Extract to read:
— begin —
NATURE OF THE APPEAL:

 

The City of Cornwall (the City) received a request under the Municipal Freedom of Information and Protection of Privacy Act (the Act) for access to a copy of an identified company’s “request for proposal” with regard to the operation of a marina.

 

After notifying the identified company (the affected party), the City issued a decision stating that it was denying access to the requested record under section 10 (third party information) of the Act.  The decision also stated that the information was provided in strict confidence, and its release would prejudice the competitive position of the affected party.

 

The requester (now the appellant) appealed the City’s decision.

 

During mediation the City agreed that subsequent clarifications to the request for proposal were within the scope of the request.  The City then issued a second decision letter to the appellant, in which it also denied access to this additional responsive information on the basis of section 10.  The appellant also appealed this second decision.

 

Mediation did not resolve this appeal, and it was transferred to the adjudication stage of the process.  I sent a Notice of Inquiry to the City and the affected party, initially.  Both the City and the affected party provided representations in response to the Notice of Inquiry.
— end —
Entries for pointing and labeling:
— begin —
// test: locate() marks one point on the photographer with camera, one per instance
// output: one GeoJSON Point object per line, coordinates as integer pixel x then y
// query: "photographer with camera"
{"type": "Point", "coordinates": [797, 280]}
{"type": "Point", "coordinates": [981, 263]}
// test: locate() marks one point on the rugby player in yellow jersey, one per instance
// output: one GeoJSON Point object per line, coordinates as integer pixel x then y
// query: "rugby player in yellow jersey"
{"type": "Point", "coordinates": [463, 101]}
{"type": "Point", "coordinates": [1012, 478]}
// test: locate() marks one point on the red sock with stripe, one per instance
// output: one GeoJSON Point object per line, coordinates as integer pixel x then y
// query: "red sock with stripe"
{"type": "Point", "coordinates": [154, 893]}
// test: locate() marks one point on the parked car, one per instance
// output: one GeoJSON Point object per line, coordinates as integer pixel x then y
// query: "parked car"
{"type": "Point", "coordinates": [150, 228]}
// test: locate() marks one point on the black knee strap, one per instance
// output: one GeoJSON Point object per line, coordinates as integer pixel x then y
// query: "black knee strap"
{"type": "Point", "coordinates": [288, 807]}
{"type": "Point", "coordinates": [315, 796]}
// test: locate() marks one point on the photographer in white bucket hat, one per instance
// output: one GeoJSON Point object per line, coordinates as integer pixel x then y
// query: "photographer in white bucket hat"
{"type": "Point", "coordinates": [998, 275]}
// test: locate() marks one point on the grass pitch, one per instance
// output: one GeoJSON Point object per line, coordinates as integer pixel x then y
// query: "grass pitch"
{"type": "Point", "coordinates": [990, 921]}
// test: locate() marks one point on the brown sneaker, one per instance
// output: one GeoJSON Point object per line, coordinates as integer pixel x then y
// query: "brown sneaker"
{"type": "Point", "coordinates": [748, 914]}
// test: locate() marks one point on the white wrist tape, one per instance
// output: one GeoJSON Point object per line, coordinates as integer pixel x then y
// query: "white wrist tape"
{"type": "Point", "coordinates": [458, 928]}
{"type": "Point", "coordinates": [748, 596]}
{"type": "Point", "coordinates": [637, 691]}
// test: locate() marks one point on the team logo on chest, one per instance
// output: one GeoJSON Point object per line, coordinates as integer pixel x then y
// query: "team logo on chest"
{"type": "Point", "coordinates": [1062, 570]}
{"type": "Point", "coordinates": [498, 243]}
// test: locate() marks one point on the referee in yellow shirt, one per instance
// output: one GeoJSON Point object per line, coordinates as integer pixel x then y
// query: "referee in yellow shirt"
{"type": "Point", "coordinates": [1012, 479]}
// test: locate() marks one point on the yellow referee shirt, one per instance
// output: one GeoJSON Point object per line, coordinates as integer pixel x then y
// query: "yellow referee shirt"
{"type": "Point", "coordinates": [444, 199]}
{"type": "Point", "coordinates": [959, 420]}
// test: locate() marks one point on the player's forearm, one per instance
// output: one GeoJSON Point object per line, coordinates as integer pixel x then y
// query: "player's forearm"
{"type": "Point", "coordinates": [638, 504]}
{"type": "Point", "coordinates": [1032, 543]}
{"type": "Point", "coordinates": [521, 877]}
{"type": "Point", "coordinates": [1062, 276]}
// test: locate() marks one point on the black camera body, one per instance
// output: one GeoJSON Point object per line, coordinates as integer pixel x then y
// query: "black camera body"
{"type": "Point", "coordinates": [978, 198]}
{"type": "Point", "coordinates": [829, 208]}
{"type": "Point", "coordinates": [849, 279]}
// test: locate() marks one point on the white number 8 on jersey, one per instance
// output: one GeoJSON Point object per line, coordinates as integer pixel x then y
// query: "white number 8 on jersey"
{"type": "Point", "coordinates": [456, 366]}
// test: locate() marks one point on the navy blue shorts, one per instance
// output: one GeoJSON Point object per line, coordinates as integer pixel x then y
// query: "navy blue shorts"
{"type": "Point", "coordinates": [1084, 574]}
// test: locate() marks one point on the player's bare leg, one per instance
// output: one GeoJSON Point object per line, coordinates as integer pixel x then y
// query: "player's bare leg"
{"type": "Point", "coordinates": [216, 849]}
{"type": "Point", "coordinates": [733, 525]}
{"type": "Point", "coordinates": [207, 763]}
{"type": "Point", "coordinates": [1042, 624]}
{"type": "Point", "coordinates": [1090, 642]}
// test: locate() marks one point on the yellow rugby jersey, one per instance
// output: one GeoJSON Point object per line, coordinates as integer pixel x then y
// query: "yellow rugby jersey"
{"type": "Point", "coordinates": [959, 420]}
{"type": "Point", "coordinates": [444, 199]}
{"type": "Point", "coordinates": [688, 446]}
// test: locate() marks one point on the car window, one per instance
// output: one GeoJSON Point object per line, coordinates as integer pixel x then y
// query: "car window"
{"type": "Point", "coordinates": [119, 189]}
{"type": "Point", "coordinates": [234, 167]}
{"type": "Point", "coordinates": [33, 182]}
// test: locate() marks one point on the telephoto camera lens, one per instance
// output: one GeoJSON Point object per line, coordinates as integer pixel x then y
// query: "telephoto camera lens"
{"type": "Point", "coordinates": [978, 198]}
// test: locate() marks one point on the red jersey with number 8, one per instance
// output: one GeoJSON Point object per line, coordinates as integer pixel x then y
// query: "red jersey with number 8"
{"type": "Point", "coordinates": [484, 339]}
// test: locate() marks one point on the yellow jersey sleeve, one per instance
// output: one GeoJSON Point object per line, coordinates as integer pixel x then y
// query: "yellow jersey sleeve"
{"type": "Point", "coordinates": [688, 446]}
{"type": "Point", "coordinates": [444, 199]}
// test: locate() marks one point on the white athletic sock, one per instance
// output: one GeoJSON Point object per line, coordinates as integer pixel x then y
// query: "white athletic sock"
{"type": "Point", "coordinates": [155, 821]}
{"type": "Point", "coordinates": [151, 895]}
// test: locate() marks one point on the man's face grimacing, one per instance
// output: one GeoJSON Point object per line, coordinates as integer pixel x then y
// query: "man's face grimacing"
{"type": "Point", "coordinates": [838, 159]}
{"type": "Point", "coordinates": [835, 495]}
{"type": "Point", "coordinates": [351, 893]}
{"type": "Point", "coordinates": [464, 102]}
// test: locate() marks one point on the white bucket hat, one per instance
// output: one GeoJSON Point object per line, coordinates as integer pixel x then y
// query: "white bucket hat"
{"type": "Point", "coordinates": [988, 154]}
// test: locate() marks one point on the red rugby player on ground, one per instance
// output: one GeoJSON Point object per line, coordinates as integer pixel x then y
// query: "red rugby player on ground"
— end —
The task:
Copy the part of the appeal text that opens with the words containing "During mediation the" and closes with "this second decision.". Rely only on the appeal text for what comes next.

Finished task:
During mediation the City agreed that subsequent clarifications to the request for proposal were within the scope of the request.  The City then issued a second decision letter to the appellant, in which it also denied access to this additional responsive information on the basis of section 10.  The appellant also appealed this second decision.